(PROVIDED TEXT Opens)
Bill introduced to tax state medical pot sales
Reps. Ross Hunter of Medina and Reuven Carlyle of Seattle introduced a bill Thursday that would hit dispensaries with a tax equal to 25 percent of their sales of cannabis and cannabis-infused products.
Under Initiative 502, passed by voters last fall, adults over 21 are allowed to have up to an ounce of pot. The state is due to start issuing licenses to marijuana growers, processors and retail stores, with the marijuana taxed 25 percent at each stage.
The state Liquor Control Board is developing rules for the fledgling marijuana industry, possibly including such measures as digital tracking of inventory to prevent diversion to the black market. Sales are set to begin late this year.
Hunter, chairman of the House appropriations committee, and Carlyle, chairman of the finance committee, said having a tax on medical sales would encourage people to get their weed from the state-licensed stores instead.
“What we don’t want to have is two sources of supply, one of which is regulated and taxed, and one that is not,” Hunter said.
Representatives of medical marijuana dispensaries didn’t like the sound of the measure, and Alison Holcomb, the campaign manager for I-502, said she wasn’t sure it was a good idea either.
“There will be much gnashing of teeth in the patient community,” said Philip Dawdy, spokesman for the Washington Cannabis Association. “Anything that drives up the cost of medicine is not going to be helpful for patients.”
The bill is one of several marijuana-related measures pending in Olympia. One would allow anyone with a misdemeanor pot conviction to have their record cleared and another would protect medical marijuana patients from arrest.
One problem with the bill is that it calls for taxing businesses that are operating “pursuant to” the state’s medical marijuana law as dispensaries. In reality, the state’s medical marijuana law provides only for community gardens by which patients can share their marijuana with each other. Dispensary businesses aren’t allowed, but they’ve been tolerated by law enforcement to varying degrees around the state.
Taxing those dispensaries would legitimize them, even though they’re operating outside the legal framework and oversight provided by I-502, Holcomb said.
“There really isn’t any reason to have a parallel medical marijuana market,” Holcomb said.
Instead, she suggested that law enforcement in jurisdictions with medical dispensaries should urge them to obtain licenses as recreational cannabis stores under I-502, once the Liquor Control Board starts issuing those licenses. If they decline, they could face being shut down, Holcomb said.
Medical patients could still grow their own 15 plants or designate someone else to grow for them, and true community gardens of up to 150 plants and 10 patients would still be allowed.
Prescription medications aren’t taxed in Washington, and Douglas Hiatt, a Seattle medical marijuana attorney, said medical marijuana — which requires a doctor’s authorization — should fall into that category. Hunter responded that many medical items — a back brace your doctor tells you to get, for example — are taxed.
“We expect this will wind up being less like a prescription drug, and more like a drug you might be prescribed by your doctor but that is also available over the counter,” Hunter said.
(PROVIDED TEXT Closes)
(SOURCE INFORMATION Opens)
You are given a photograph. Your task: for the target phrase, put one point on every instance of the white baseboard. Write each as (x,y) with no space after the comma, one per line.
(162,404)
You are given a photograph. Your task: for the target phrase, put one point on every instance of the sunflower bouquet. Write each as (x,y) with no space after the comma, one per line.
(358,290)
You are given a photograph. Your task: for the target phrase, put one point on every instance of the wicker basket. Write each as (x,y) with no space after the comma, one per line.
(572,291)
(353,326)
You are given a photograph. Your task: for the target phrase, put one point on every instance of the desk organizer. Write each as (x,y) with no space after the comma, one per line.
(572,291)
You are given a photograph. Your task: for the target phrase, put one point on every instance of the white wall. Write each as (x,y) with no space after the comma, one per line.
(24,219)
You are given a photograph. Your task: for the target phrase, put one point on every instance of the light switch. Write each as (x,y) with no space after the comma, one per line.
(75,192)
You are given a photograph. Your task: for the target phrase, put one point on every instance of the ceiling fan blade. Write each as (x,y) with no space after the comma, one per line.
(SOURCE INFORMATION Closes)
## PROMPT A
In the article about the medical marijuana tax bill, what tax would the bill place on dispensaries?
## PROMPT B
Does each statement below agree with the article about the medical marijuana tax bill? Answer yes or no for each, and quote the words of the article that decide it.
(i) Initiative 502 allows adults over 21 to have up to an ounce of pot.
(ii) The state's medical marijuana law provides for dispensary businesses.
(iii) Washington taxes prescription medications.

## ANSWER BOX A
A tax equal to 25 percent of their sales of cannabis and cannabis-infused products.

## ANSWER BOX B
(i) Yes: "adults over 21 are allowed to have up to an ounce of pot."
(ii) No: "Dispensary businesses aren’t allowed."
(iii) No: "Prescription medications aren’t taxed in Washington."